[Stored data entries]
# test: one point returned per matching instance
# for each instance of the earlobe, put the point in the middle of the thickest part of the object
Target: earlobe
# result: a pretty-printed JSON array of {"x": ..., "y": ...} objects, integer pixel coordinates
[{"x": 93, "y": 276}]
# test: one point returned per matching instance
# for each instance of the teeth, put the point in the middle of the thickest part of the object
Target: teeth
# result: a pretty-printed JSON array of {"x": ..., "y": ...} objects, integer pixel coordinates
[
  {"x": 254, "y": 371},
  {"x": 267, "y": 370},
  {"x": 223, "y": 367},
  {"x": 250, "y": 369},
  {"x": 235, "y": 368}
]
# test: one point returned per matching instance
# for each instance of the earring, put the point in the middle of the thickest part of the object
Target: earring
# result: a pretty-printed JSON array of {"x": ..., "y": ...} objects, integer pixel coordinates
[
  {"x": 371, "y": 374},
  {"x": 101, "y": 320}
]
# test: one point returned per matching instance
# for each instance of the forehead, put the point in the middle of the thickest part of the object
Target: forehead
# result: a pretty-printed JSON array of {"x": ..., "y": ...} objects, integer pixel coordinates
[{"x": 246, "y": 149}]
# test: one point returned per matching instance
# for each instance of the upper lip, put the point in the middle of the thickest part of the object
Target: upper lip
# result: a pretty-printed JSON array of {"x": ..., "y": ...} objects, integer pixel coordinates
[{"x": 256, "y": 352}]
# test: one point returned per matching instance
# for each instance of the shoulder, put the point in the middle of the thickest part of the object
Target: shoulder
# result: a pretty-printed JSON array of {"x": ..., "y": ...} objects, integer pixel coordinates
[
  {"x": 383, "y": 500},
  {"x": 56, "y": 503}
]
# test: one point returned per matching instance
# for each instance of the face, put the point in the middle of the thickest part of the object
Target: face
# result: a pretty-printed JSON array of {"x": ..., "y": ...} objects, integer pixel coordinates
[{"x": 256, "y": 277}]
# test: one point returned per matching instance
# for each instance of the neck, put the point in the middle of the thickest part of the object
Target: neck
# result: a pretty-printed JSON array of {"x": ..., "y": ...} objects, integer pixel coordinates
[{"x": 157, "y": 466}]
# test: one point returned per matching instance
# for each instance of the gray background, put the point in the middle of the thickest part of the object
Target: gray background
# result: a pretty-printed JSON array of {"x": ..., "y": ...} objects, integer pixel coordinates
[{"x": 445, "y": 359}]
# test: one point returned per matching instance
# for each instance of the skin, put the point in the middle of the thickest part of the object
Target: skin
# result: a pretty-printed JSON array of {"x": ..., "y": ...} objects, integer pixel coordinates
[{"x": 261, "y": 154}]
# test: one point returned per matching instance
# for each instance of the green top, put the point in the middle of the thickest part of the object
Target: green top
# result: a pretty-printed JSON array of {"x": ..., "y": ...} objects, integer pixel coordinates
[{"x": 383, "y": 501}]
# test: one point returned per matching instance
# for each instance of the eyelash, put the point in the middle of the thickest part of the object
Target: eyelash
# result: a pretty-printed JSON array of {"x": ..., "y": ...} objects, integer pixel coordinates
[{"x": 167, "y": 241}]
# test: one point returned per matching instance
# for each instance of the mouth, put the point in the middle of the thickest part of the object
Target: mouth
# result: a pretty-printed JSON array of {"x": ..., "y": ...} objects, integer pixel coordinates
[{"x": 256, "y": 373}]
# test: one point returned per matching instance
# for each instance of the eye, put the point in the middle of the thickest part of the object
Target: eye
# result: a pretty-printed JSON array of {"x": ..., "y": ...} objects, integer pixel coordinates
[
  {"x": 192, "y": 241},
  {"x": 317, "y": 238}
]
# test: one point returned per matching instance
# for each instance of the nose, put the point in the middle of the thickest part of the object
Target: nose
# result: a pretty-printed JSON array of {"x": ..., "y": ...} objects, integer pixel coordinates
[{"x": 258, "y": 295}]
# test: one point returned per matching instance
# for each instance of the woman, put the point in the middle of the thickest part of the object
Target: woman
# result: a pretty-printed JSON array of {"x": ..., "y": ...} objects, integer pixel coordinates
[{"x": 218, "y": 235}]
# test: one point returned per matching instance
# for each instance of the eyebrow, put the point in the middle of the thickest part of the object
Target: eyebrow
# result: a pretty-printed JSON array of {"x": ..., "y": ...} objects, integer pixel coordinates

_DESCRIPTION OF THE TASK:_ Scan the records above for the word "shoulder". Copy each line that has it.

_RESULT:_
# for each instance of the shoulder, put the point in the middle of the thickest part of the object
Target: shoulder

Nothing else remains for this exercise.